> _CONSIGNE A_:
Repérez dans les enregistrements ci-dessous chaque ligne contenant le mot « leaf », puis recopiez-la.

So Foot Club

Centre de formation Toulouse FC

Avec plus de 50 % de joueurs de l'effectif profession­nel formés au club, le Toulouse FC s'est imposé au fil des années comme une référence de la formation à la française. Secrets de fabricatio­n.

- PAR MAXIME BRIGAND, À TOULOUSE. PHOTOS: VINCENT NGUYEN

Si le TFC est en train de vivre une saison compliquée, son centre de formation, lui, se porte au mieux. Plongée dans l'univers des Pitchouns.

“La Gambardell­a est surtout un objectif pour les joueurs. Elle nous permet de les évaluer parce qu'il y a l'enjeu, le piment, des matchs couperets.” Rémy Loret, directeur du centre de formation

Lendemain de fête, sur l’île du Ramier. Au moment de rassembler ses souvenirs du week- end, Driss Khalid, 19 ans, convoque ses papilles: “La Gambardell­a, forcément, ça fait envie... C’est un rêve d’aller au stade de France, non?” Difficile de répondre par la négative, surtout quand, deux jours plus tôt, on vient d’inscrire un triplé lors des 64es de finale de la compétitio­n, à Pau ( 5-0). Reprise: “On n’a pas pris ce match à la légère et, même si on est un centre de formation, on n’est pas tombés dans le piège de sousestime­r notre adversaire.” À l’étage, chemise serrée et le corps enfoncé dans son siège de directeur du centre de formation du Toulouse Football Club, poste occupé depuis bientôt dix ans, Rémy Loret sourit: “La Gambardell­a est surtout un objectif pour les joueurs. Nous, elle nous permet de les évaluer parce qu’il y a l’enjeu, le piment, des matchs couperets. On voit comment ils gèrent leurs émotions. En réalité, on est moins dans la notion de résultats, l’idée est de mettre en difficulté le joueur, pour voir comment il

réagit.” Bienvenue dans le rythme d’un centre de formation, ses objectifs et sa vision, ses jeunes et ses hommes. Ici, on compte 70 joueurs et on découvre surtout ce qui se cache derrière l’étiquette de cinquième meilleure académie du pays, scotchée par la FFF à l’issue de la saison 2016-2017 et plaçant ainsi le Téfécé juste derrière celles de Lyon, Monaco, Paris et Nantes. Soit un complexe inauguré en 2004 avec la volonté de concentrer l’ensemble “autour du Stadium, ce qui fait que des U6 aux pros, tout le monde s’entraîne au même endroit”. Rideau levé.

Les exemples Bilbao et Lyon

La formation, à Toulouse, c’est d’abord les noms qui défilent. Moussa Sissoko, Fabien Barthez, Vincent Candela, Nicolas Seube, Laurent Batlles ou encore Étienne Capoue, entre autres. Des chiffres, aussi: aujourd’hui, l’effectif profession­nel est composé à 50 % de joueurs issus du centre de formation, dont 75 % sont également

passés par l’école de foot du club. “Sur les deux dernières années, on a fait signer une quinzaine de pros, complète Rémy Loret. Les statistiqu­es le prouvent: on fait partie des clubs qui travaillen­t bien, il ne faut simplement pas se relâcher et toujours essayer d’avoir un temps d’avance. Pour ça, on essaye rapidement de mettre en avant l’identité du club. Les éducateurs ont eu, pour la majorité, un parcours au club, ce qui est important pour la culture. On ne forme pas des joueurs pour qu’ils passent pro ailleurs, on veut qu’ils réussissen­t au Téf ’.” Ce qui se dessine actuelleme­nt avec les cas d’Issa Diop, débarqué à l’âge de neuf ans au club, Alban Lafont, Clément Michelin et Alexis Blin. “Je ne me voyais commencer qu’à Toulouse”,

glisse Diop, qui cumule, à 21 ans, déjà près de 70 matchs de Ligue 1.

> _DONNÉES EXTRAITES_:

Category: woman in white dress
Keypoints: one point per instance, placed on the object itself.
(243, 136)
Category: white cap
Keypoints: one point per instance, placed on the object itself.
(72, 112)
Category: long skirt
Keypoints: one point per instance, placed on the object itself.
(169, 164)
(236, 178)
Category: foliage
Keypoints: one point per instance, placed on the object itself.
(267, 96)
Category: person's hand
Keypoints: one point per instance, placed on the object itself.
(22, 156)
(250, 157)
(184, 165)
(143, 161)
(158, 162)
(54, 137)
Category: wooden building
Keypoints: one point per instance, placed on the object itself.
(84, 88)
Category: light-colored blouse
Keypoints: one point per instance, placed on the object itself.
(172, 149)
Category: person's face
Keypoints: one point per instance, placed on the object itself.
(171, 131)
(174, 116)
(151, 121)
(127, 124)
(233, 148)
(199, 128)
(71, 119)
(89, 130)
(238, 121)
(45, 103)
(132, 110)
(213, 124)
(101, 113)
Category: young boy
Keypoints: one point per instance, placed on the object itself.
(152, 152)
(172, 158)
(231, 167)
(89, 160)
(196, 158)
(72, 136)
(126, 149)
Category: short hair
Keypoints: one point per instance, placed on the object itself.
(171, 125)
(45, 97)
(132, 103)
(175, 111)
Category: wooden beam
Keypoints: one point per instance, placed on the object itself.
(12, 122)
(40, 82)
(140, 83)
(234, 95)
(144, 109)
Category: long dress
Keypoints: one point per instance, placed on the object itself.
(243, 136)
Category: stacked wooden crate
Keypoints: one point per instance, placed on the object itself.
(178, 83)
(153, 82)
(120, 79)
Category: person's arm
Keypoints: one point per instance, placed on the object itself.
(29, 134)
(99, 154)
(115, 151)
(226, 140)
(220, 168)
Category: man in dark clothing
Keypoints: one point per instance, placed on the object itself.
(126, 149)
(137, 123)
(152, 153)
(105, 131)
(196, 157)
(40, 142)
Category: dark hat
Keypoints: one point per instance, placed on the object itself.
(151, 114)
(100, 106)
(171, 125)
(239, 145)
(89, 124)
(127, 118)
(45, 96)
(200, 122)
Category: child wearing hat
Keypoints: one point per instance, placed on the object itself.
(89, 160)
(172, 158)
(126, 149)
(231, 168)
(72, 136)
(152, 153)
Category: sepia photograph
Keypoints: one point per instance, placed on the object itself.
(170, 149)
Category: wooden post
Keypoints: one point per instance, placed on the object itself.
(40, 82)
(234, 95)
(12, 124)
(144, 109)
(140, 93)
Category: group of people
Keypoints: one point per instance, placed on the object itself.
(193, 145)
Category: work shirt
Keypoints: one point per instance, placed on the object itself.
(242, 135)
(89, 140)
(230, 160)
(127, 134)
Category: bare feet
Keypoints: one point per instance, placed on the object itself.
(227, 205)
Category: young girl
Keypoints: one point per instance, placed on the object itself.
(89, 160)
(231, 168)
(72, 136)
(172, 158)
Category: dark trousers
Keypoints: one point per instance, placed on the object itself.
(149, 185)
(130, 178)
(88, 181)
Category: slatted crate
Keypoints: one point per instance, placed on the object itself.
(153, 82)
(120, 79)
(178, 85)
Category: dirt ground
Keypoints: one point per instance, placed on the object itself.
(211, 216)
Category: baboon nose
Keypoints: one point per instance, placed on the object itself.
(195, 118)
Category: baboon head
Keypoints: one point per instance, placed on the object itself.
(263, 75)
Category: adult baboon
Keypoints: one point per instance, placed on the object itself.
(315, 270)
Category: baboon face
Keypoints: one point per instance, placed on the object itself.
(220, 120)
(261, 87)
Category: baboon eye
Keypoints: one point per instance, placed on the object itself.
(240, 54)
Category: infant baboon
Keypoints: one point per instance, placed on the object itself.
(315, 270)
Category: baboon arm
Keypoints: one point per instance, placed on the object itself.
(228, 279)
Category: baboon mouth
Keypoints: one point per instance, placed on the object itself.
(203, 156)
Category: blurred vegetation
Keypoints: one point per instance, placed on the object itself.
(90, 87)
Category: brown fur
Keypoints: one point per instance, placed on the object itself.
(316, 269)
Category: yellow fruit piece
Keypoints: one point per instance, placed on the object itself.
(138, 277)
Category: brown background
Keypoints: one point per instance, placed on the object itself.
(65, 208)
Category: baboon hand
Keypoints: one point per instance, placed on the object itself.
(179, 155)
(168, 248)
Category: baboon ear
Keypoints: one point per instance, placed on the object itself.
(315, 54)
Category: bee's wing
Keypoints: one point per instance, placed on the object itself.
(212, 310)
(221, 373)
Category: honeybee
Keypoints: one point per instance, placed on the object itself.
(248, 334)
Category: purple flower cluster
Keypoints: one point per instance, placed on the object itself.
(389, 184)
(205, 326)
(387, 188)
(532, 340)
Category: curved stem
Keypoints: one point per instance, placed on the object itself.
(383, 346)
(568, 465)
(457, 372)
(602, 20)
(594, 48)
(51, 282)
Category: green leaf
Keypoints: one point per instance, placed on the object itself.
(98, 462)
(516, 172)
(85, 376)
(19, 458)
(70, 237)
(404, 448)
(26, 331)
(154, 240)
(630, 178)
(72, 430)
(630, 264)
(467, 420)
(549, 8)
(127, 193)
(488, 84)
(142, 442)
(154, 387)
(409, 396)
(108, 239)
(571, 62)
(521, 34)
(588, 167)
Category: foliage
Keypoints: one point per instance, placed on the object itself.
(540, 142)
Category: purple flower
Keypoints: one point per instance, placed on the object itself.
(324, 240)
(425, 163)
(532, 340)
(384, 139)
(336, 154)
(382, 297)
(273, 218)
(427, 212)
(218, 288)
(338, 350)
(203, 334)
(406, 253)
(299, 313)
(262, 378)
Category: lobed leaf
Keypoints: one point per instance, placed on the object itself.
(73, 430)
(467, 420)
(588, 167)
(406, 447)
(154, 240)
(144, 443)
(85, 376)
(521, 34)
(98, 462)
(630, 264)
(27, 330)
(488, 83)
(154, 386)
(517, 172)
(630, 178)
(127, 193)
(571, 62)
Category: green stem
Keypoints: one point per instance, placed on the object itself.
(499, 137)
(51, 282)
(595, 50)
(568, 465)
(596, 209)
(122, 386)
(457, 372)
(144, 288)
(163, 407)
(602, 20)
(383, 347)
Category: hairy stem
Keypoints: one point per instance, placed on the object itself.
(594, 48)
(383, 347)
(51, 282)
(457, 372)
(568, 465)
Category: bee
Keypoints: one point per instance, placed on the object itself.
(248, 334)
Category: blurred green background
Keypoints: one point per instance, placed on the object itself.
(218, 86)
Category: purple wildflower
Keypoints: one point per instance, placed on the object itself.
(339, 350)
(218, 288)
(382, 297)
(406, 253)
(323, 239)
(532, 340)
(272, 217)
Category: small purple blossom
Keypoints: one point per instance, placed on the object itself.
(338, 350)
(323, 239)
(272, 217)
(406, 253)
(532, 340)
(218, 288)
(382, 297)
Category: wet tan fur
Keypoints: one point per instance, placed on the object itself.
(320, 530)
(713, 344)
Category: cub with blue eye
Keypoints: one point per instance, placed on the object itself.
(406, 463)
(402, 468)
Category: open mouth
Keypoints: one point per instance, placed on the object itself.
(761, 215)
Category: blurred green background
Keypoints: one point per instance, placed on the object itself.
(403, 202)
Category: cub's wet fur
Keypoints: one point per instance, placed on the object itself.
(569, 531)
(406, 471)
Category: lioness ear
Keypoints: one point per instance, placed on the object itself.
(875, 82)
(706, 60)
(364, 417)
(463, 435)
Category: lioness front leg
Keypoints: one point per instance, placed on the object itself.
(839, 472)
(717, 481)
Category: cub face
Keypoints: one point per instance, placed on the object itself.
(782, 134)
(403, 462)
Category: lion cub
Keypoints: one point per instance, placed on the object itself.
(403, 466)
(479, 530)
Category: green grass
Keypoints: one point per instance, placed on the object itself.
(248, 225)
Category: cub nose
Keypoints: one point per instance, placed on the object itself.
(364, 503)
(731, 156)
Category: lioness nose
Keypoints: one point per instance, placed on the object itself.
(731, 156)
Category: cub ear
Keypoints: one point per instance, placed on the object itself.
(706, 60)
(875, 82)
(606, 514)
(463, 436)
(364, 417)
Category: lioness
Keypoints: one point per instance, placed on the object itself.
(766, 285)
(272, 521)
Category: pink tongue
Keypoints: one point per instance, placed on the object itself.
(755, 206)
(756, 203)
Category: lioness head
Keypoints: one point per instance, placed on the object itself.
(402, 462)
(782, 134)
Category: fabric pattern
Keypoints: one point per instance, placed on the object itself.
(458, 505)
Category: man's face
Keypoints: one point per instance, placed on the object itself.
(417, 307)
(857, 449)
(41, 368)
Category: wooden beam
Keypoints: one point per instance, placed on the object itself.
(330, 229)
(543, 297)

> _CONSIGNE B_:
Résumez en deux phrases le texte sur le centre de formation du Toulouse FC.

> _RÉPONSE COMPLÈTE A_:
Category: green leaf
Category: lobed leaf

> _RÉPONSE COMPLÈTE B_:
Classé cinquième meilleure académie du pays par la FFF à l'issue de la saison 2016-2017, le centre de formation du Toulouse FC compte 70 joueurs et fournit 50 % de l'effectif professionnel, dans un complexe où tout le monde s'entraîne au même endroit, des U6 aux pros. Son directeur, Rémy Loret, voit dans la Gambardella un moyen d'évaluer les joueurs lors de matchs couperets et met en avant l'identité du club, car l'objectif est que les joueurs formés réussissent à Toulouse, comme Issa Diop.